• _Objective_
Reproduce every line from the one containing "--target=trimmed hedge --vertices=whole-pixels" down through the last line below, changing nothing.

• _Data section_
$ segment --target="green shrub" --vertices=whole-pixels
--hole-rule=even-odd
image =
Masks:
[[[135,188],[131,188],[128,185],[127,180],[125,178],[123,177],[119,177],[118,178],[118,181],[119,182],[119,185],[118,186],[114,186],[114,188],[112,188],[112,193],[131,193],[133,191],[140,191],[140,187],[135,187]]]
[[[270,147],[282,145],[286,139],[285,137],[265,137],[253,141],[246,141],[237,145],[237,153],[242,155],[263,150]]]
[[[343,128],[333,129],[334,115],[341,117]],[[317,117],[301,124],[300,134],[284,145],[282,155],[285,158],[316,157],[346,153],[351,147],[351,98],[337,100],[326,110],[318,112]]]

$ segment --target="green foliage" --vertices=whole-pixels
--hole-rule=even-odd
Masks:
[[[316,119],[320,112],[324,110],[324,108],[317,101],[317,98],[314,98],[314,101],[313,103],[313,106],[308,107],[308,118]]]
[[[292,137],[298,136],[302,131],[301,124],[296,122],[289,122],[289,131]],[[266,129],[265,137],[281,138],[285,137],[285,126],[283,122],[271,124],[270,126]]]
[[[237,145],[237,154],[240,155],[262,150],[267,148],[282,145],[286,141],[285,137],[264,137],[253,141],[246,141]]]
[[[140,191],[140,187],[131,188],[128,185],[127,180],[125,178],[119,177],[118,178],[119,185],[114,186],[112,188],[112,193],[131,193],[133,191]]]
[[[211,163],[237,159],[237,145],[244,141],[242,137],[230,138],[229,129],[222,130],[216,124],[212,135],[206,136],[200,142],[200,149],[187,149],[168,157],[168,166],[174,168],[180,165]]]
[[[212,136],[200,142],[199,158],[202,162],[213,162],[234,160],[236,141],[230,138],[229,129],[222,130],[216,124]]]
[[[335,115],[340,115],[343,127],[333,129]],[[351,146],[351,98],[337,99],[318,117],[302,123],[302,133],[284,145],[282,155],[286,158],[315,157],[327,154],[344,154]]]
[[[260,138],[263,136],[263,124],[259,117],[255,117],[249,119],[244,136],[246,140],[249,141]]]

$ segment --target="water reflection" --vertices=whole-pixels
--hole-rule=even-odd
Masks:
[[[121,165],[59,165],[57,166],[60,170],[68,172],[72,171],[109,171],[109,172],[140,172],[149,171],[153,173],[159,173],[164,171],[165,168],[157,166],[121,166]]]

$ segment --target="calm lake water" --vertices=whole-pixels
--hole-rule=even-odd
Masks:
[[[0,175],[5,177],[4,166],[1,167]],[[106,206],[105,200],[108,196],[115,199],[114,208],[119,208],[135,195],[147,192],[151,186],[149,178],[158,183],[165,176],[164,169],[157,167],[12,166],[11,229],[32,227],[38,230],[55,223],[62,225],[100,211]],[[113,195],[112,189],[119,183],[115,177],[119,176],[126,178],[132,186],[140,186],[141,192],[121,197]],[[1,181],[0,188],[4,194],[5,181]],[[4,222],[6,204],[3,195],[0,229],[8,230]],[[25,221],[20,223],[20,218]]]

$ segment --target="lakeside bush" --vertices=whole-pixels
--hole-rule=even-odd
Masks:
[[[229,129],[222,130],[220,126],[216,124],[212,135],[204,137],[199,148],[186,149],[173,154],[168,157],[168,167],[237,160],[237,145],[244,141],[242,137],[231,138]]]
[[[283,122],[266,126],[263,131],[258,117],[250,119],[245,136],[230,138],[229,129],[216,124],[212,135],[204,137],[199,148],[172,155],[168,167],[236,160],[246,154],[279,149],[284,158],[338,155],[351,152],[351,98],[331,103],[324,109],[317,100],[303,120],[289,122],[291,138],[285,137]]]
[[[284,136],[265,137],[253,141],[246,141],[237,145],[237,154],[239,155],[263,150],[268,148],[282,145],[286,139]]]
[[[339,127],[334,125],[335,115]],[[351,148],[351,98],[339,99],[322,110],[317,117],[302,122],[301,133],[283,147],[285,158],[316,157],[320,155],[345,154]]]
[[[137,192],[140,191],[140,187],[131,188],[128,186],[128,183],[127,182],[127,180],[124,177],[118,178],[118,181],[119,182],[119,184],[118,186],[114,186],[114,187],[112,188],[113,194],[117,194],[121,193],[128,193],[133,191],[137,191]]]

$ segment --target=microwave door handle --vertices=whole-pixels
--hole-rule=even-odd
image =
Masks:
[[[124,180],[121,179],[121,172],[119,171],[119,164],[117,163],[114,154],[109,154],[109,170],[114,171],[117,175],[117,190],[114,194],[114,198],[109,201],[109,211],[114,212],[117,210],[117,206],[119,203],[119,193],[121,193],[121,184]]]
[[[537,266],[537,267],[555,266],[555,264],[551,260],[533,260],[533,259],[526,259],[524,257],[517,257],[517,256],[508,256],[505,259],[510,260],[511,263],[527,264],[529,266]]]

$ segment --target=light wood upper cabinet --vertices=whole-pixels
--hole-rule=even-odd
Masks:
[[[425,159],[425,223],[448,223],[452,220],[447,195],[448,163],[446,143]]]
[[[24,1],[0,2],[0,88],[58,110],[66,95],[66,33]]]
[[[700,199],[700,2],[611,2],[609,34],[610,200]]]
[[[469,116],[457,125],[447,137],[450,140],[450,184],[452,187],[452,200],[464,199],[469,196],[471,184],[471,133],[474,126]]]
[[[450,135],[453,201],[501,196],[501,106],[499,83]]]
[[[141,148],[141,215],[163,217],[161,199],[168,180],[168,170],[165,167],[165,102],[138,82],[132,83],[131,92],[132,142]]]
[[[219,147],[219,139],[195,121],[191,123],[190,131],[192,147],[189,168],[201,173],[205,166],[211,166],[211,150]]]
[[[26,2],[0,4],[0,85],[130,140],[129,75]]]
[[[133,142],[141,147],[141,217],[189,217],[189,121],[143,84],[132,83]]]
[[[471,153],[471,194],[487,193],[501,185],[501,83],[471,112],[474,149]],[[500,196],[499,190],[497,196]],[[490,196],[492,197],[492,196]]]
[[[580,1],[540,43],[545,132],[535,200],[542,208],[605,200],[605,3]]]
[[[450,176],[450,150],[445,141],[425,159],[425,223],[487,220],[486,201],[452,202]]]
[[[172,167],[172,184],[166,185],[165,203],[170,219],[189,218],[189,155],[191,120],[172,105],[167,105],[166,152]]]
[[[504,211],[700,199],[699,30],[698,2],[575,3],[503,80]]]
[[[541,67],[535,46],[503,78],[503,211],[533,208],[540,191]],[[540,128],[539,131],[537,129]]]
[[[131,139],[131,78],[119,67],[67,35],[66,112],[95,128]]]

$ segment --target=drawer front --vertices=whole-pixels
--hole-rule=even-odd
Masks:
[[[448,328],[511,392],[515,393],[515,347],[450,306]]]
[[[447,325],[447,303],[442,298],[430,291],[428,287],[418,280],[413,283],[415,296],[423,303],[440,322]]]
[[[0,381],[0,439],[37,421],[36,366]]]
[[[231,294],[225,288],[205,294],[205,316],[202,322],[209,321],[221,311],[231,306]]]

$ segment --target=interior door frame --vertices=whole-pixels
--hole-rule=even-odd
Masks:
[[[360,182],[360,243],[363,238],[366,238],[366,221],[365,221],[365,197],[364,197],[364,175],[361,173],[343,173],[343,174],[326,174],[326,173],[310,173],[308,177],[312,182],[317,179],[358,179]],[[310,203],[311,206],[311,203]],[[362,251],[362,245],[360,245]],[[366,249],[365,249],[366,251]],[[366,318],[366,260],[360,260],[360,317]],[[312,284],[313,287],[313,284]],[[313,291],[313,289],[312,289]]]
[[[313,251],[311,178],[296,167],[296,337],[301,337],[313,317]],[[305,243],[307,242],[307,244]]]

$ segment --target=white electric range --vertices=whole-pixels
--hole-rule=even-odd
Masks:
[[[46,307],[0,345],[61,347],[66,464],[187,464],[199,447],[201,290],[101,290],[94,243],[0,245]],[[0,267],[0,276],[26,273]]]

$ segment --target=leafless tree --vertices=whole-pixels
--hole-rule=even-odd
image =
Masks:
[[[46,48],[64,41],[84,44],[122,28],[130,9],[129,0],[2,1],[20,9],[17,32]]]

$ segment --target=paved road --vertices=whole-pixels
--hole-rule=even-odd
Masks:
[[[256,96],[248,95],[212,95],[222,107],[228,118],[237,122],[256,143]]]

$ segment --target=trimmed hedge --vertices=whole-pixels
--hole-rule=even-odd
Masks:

• _Solution to this task_
$ segment --target=trimmed hedge --vertices=whole-pixels
--hole-rule=even-odd
Masks:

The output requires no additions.